# ENTRIES SHOWN

---

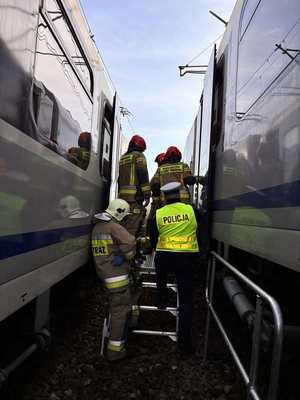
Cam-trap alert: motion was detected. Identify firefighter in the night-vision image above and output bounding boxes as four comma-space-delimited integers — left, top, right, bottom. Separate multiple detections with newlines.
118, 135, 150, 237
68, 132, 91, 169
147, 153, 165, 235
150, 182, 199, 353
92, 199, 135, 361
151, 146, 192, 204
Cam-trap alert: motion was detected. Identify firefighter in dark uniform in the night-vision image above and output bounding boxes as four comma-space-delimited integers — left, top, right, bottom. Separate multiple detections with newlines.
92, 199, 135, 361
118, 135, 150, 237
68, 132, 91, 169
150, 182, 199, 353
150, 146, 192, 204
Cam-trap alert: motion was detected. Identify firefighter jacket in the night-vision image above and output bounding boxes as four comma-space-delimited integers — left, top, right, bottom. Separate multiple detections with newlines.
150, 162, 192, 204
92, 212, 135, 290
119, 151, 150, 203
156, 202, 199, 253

---

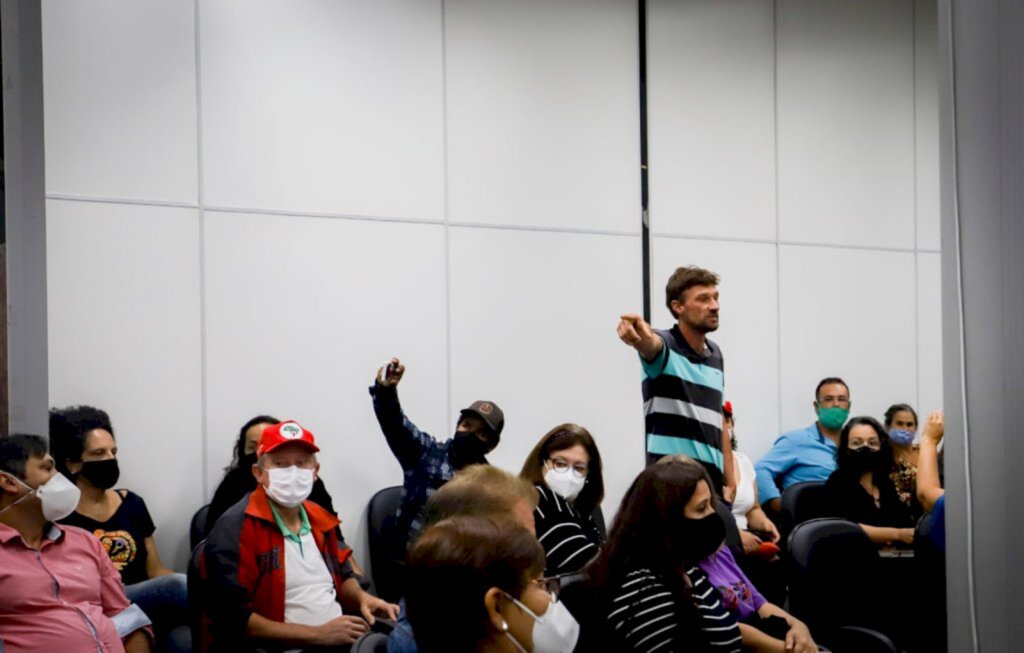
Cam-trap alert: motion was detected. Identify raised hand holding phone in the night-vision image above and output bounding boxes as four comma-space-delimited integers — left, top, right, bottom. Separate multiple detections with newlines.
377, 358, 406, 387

---

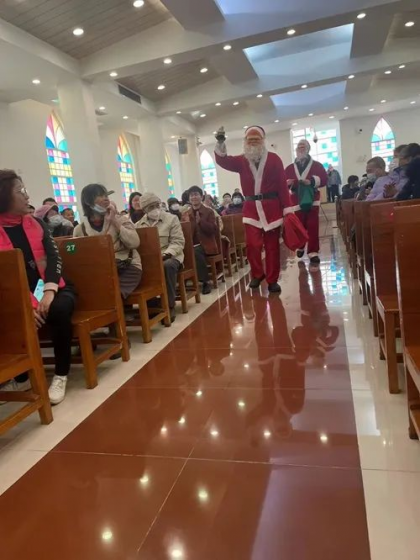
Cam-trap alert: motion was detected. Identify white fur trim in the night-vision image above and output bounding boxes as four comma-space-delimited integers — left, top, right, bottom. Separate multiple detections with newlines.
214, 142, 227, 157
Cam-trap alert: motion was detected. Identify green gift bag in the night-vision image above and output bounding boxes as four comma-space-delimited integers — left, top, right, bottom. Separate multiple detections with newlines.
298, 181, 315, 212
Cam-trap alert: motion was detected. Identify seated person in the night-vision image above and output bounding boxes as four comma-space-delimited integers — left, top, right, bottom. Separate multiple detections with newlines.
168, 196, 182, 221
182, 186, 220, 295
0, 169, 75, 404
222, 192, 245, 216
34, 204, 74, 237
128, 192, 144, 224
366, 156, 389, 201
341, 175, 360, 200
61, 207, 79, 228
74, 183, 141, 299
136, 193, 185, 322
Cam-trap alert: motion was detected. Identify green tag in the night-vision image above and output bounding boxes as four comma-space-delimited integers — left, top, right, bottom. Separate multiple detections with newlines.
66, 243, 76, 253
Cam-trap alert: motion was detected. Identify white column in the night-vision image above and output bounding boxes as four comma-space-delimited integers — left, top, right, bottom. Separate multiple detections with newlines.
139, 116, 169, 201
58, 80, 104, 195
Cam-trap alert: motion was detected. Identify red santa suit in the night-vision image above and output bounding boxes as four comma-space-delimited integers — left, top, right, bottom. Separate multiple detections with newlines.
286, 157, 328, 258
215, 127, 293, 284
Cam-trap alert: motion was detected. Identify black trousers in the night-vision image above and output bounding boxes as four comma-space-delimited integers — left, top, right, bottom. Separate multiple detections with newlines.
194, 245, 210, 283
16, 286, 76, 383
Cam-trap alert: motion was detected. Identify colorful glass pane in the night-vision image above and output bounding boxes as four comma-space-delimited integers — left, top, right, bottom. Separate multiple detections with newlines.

---

# WHAT IS NEEDED
Pull out the lines running from the one containing "Cam-trap alert: motion was detected. Identify raised" through the one containing "377, 358, 406, 387", both included, and reproduce them verbatim.

# FULL OUTPUT
Cam-trap alert: motion was detected. Identify raised hand holding phone in the night-vision image above and output bounding boxes as four comma-space-delimited integers — left, top, right, bottom. Separate multiple detections with newlines.
377, 358, 406, 387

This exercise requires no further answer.